*** EXERCISE TEXT Section Begins ***

In 2009 Nadia’s father started off a successful media campaign to raise funds for the treatment of her disease. According to the police, by 2016 the fund drives have produced nearly €1 million (€918,000). The main instrument for what turned out to be a bold and shameless scam was the Nadia Nerea foundation that Blanco has created: Asoociacion Nadia Nerea Para La Tricotiodistrofia Y E.R. (https://www.facebook.com/ASOCIACION-NADIA-NEREA-PARA-LA-TRICOTIODISTROFIA-Y-ER-118348798212584/?pnref=story). Through the site, Blanco had launched well-orchestrated publicity for fun runs, raffles, concerts and other fund-raising events.
The donations he received were supposed to have enabled the fifty-two-year father to travel to several countries in Latin America, Finland, Russia and India in search of the best treatment for Nadia. He claims he was also going to take her to a children’s hospital in Houston, Texas for cutting-edge medical treatment.
The trouble is that there’s no proof that he’s been to the countries he claims he’s been to, and what he calls the “best treatment modern medicine can offer” was alternative medicine and unlicensed healers. And even for this, Blanco can’t produce receipts. There is no evidence that Nadia has received treatment from the “best specialists” around the world.

*** EXERCISE TEXT Section Ends ***
*** EXTRACTED INFORMATION Section Begins ***

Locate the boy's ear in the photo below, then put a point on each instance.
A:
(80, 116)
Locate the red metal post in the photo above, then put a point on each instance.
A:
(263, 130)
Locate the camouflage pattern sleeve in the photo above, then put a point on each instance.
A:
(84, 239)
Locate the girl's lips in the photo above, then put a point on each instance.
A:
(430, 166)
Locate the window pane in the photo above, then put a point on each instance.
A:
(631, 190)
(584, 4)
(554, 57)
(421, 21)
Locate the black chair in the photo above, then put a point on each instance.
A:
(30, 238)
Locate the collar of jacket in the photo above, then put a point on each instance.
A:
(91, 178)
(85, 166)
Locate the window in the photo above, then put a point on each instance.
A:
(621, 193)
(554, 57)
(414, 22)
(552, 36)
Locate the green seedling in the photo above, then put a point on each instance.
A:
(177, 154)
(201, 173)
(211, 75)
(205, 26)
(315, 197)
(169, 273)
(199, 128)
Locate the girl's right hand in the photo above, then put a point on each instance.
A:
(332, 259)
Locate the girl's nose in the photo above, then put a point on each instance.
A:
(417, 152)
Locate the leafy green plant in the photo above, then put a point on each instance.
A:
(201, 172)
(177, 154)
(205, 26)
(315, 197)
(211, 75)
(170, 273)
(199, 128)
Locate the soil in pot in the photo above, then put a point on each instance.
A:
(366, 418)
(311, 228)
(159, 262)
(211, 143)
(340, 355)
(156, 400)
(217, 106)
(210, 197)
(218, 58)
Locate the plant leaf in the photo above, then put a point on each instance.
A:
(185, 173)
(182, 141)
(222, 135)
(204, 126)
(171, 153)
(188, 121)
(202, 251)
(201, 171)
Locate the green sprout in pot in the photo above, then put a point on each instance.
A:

*** EXTRACTED INFORMATION Section Ends ***

TASK LIST:
[A] Rewrite the part of the text about the Nadia Nerea fund-raising that opens with the words containing "In 2009 Nadia’s" and closes with "other fund-raising events.", changing "publicity" to "advertising".
[B] In the text about the Nadia Nerea fund-raising, how much had the fund drives produced by 2016, according to the police?

OUTPUTS IN ORDER:
[A]
In 2009 Nadia’s father started off a successful media campaign to raise funds for the treatment of her disease. According to the police, by 2016 the fund drives have produced nearly €1 million (€918,000). The main instrument for what turned out to be a bold and shameless scam was the Nadia Nerea foundation that Blanco has created: Asoociacion Nadia Nerea Para La Tricotiodistrofia Y E.R. (https://www.facebook.com/ASOCIACION-NADIA-NEREA-PARA-LA-TRICOTIODISTROFIA-Y-ER-118348798212584/?pnref=story). Through the site, Blanco had launched well-orchestrated advertising for fun runs, raffles, concerts and other fund-raising events.

[B] Nearly €1 million (€918,000).